§ **EXTRACT TO READ**
* Start *

This chart from Manheim shows how the average mileage has surged over those years from around 25,000 in 2005 and 2006 to 51,395 in December (red added, click to enlarge):

Even though average mileage has increased on those “rental risk” units, wholesale prices at Manheim’s auctions have increased also. In December, even as the average mileage rose 6% from a year ago, the average price rose 3.5% from a year ago $15,600. The fat orange line in this chart from Manheim represents 2019 prices of rental risk units (click to enlarge):

Which brands ran through the auctions as rental risk units the most? Nissan is having problems in the US. Its deliveries in 2019 dropped nearly 10% to 1.35 million units and were down 15.5% from the peak in 2017. But its brand was number one in terms of rental risk units being sold at auction in Q4, showing how aggressive Nissan had gotten in selling to rental fleets a couple of years ago. Nissan was followed by Ford (#2, blue), Chevrolet (#3, gray), and Toyota (#4, orange):

Midsize cars used to dominate the rental risk units. But in recent years, rental car companies – with an eye on resale values because that’s a risk for them – have followed the trend of consumer preferences for buying SUVs, hoping that auction prices of SUVs will remain high. So SUVs (red) have become the dominant segment among rental risk units going through the auction. Midsize cars (blue) have sunk to a distant number two. Note also the decrease in compact cars (gray), and the increase in pickups (orange):

Not all rental car fleets sell all their vehicles at auction. Some fleets, such as Enterprise and affiliated brands Alamo and National, also sell directly to the consumer, trying to fetch higher prices for their cars. Enterprise says on its website that it has an inventory of over 7,000 vehicles for sale nationwide. A quick look at the site shows that mileage by vehicle spans the spectrum, from the low teens to over 45,000 miles. Low-mileage vehicles come with higher price tags.

* End *

§ **SUPPLIED DATA**
* Start *

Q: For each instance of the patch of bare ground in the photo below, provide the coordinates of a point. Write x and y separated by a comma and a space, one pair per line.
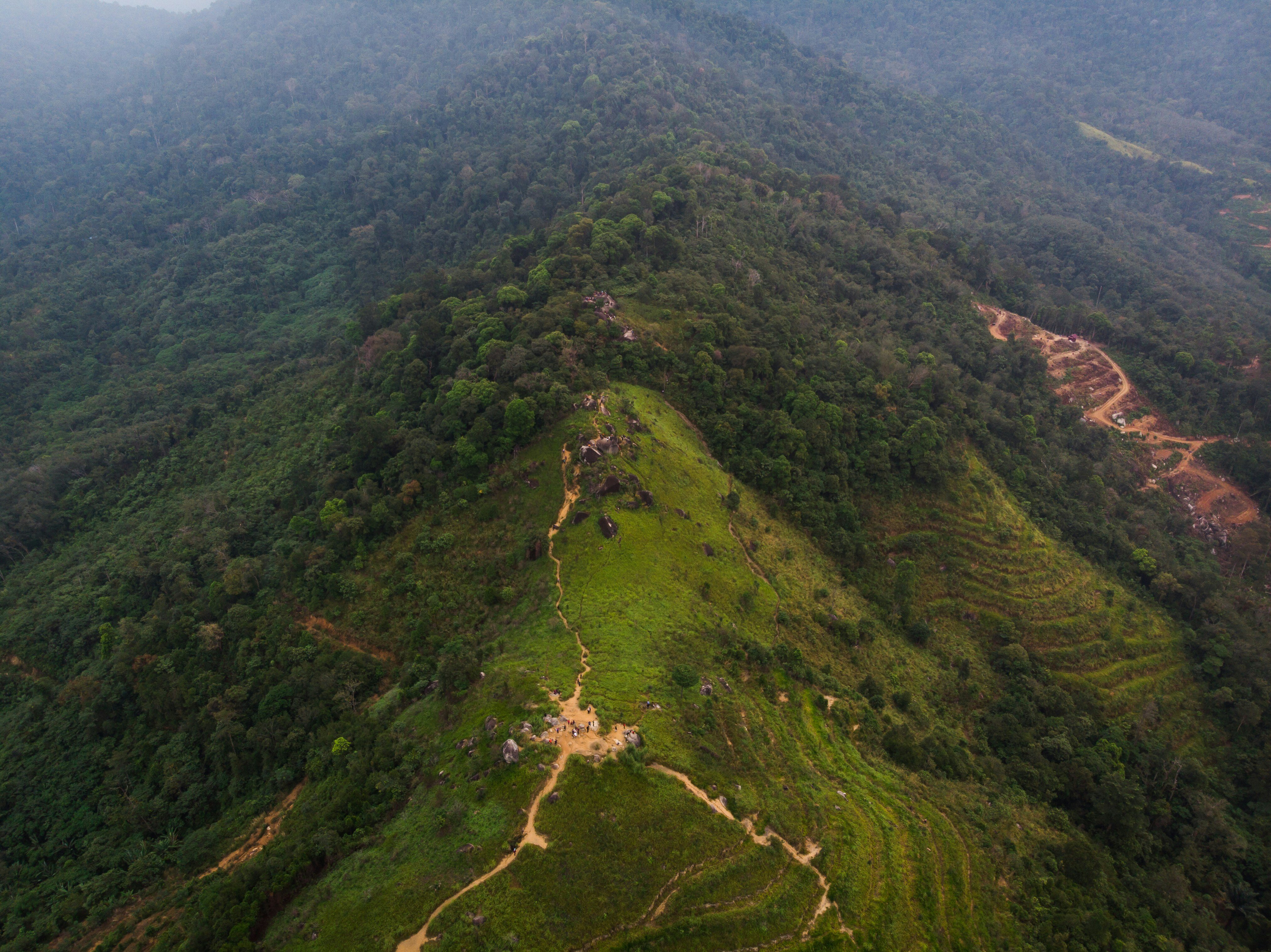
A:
1089, 378
325, 630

* End *

§ **GIVEN PROBLEM A**
Answer these about the rental car auction text:
(i) What was the average mileage of rental risk units in December?
(ii) Which brand ranked second in rental risk units sold at auction in Q4?
(iii) How many vehicles does Enterprise say it has for sale nationwide?
§ **GIVEN PROBLEM B**
Pick up the rental car auction text after its final sentence and carry it forward.

§ **EXERCISE OUTPUT A**
(i) 51,395
(ii) Ford
(iii) Over 7,000

§ **EXERCISE OUTPUT B**
But Enterprise also sells many of its cars at auction. The decision is not random. For example, it might sell all its high-mileage units at auction, which would skew the average mileage of rental risk vehicles going through auction.

Rental cars with 50,000 miles or more on the odometer are getting ripe for a new set of tires in the near future. This can get costly for many models. And this point at the latest is when rental car companies will pull the ripcord because they don’t want to buy new tires for all their cars just before they sell them.

The aging of rental cars in terms of mileage fits into the theme of the rising age of the average vehicle on the road, which has hit a new record of 11.8 years, up from 8.8 years in 2000. A vehicle with 50,000 miles today can look nearly new and run perfectly for many more miles.

It makes sense for rental fleets to keep their vehicles longer, as long as repair costs don’t pile up. And the fact that rental fleets are keeping their vehicles this long shows that repair costs are not piling up. However, the limit would be the tires. Rental fleets would want to sell their vehicles well before the tread is worn to the legal limit. And buyers will have to budget for a new set of tires over the near term.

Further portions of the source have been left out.